### To do
Below are the records. Restate word for word every line from the one that contains "man's neck, one" through the final line, both included.

### Supplied records
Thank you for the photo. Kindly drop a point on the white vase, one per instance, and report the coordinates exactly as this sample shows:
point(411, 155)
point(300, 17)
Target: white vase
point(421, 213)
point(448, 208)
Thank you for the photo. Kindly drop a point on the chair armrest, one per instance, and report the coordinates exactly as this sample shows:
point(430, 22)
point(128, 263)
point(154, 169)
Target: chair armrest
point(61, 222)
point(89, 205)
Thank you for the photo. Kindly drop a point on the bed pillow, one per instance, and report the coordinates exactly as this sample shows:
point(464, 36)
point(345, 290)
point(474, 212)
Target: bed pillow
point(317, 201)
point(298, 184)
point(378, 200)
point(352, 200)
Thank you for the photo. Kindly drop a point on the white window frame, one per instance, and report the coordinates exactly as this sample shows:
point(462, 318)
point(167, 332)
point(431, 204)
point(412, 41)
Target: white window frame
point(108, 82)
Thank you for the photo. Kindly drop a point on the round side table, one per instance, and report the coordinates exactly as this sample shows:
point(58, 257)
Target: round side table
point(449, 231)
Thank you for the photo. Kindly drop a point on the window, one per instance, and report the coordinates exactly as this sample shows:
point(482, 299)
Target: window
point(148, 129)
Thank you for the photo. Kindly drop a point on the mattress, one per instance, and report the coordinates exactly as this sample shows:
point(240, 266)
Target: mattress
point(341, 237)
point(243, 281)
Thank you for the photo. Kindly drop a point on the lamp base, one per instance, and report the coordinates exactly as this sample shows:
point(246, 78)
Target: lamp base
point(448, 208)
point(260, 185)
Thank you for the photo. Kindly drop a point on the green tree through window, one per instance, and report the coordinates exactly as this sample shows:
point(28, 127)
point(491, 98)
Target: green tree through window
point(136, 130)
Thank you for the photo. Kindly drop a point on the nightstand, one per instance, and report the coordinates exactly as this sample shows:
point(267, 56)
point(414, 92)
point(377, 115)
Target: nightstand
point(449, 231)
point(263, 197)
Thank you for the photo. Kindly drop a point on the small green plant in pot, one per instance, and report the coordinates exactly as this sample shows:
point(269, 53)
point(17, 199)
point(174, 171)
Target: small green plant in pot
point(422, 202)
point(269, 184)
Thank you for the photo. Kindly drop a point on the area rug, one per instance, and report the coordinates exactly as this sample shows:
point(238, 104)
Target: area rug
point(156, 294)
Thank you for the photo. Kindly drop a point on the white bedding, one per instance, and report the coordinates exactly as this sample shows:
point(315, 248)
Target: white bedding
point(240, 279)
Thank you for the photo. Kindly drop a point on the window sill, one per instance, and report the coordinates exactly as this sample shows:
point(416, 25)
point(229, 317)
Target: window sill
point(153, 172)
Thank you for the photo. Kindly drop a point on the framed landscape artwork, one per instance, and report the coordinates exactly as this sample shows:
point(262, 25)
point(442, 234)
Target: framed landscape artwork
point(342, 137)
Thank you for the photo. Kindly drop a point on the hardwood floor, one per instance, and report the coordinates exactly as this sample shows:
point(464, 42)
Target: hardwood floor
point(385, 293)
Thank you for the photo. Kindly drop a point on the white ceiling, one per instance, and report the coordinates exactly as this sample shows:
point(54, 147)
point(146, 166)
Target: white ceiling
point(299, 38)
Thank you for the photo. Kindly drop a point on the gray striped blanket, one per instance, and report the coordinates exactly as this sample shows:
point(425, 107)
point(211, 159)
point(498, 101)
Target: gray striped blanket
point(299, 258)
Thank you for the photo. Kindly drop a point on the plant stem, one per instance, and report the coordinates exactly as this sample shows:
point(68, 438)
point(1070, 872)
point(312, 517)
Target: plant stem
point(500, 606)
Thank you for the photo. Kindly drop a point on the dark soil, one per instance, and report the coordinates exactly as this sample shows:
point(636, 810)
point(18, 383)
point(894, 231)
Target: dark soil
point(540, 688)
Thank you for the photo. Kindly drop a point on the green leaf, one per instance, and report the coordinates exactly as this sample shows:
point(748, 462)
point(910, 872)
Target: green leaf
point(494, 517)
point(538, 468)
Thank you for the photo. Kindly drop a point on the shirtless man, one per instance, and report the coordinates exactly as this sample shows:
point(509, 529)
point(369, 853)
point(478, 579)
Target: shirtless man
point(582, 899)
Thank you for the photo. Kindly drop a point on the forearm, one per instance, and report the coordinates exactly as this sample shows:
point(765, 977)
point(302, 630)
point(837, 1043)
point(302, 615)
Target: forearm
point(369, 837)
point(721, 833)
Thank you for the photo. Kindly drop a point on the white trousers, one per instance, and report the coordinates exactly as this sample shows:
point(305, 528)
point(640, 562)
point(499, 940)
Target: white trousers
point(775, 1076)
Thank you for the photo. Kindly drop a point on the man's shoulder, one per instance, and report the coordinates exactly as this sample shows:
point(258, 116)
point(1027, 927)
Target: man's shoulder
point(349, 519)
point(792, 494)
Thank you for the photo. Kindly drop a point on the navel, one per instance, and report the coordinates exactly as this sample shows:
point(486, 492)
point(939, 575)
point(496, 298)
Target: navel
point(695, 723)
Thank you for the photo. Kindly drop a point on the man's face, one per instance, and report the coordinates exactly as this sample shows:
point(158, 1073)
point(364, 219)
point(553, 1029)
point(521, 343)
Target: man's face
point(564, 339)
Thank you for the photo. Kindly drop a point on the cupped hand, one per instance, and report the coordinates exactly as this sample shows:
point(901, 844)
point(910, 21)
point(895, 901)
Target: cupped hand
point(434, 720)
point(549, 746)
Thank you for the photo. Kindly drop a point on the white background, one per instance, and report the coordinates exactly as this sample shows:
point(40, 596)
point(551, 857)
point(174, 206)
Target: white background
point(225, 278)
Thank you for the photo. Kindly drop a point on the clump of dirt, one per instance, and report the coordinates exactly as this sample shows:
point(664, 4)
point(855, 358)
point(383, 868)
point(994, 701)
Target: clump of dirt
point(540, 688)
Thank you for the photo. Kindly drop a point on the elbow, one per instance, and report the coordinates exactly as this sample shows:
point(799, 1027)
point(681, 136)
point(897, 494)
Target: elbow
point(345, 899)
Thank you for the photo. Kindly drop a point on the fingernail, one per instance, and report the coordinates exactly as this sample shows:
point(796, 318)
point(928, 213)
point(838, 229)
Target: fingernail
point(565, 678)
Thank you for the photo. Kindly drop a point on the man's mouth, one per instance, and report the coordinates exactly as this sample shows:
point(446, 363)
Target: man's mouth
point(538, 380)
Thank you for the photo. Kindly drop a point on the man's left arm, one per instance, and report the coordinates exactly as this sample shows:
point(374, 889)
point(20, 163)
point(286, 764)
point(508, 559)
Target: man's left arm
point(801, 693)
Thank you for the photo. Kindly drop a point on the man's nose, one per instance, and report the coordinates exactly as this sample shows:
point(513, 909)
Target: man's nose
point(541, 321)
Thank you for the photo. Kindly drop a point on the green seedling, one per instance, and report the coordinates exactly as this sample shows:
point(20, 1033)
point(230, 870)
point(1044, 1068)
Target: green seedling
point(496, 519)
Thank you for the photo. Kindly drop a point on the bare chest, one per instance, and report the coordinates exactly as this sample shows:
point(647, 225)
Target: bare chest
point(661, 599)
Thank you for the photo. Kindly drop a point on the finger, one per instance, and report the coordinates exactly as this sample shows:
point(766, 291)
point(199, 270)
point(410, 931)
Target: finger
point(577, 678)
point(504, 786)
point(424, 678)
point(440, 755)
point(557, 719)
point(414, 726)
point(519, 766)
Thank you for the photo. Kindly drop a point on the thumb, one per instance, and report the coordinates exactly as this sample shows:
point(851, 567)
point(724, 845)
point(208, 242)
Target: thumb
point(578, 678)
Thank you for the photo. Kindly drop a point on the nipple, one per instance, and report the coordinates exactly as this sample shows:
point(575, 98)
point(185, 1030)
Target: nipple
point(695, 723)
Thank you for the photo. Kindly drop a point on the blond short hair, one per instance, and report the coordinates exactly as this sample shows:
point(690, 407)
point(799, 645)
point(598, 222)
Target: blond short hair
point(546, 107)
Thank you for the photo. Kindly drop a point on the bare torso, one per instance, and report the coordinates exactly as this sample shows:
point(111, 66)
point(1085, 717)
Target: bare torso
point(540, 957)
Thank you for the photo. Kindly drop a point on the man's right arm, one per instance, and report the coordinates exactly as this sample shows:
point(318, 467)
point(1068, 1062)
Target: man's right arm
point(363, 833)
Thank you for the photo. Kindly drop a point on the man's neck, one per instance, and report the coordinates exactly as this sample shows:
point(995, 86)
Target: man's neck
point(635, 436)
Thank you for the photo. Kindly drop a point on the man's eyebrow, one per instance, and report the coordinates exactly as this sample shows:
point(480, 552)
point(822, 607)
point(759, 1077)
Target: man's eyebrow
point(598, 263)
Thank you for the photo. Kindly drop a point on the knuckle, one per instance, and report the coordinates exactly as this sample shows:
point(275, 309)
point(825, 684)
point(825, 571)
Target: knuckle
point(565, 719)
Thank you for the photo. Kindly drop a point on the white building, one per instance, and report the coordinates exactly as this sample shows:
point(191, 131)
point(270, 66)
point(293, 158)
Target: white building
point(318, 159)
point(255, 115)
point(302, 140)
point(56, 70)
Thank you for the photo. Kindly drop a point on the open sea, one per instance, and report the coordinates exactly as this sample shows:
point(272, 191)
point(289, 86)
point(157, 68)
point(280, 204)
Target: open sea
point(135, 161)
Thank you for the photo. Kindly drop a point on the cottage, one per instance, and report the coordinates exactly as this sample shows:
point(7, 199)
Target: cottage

### Exercise output
Thank you for the photo. Kindly drop a point on the man's neck, one per instance, and report the coordinates exactly as this sample shows:
point(995, 86)
Target: man's neck
point(635, 436)
Thank you for the photo. Kindly drop a point on the man's eyebrow, one per instance, and report the coordinates exactly as this sample shows:
point(480, 552)
point(822, 607)
point(759, 1077)
Target: man's eyebrow
point(598, 263)
Thank you for the photo. Kindly drop a point on the knuckle, one per instance, and report the coordinates exactly as this sample shows:
point(275, 309)
point(825, 684)
point(825, 571)
Target: knuckle
point(565, 719)
Thank you for the photo. Kindly drop a point on the white building, one per instance, and report the coordinates exactly as this sample shows:
point(191, 131)
point(270, 66)
point(293, 158)
Target: white building
point(318, 159)
point(255, 115)
point(302, 140)
point(56, 70)
Thank you for the photo. Kindly drop a point on the open sea, one per instance, and report the coordinates exactly as this sample shows:
point(272, 191)
point(289, 86)
point(157, 68)
point(280, 204)
Target: open sea
point(135, 161)
Thank you for the photo. Kindly drop a point on the cottage, one per instance, and report the coordinates exactly as this sample shows:
point(7, 199)
Target: cottage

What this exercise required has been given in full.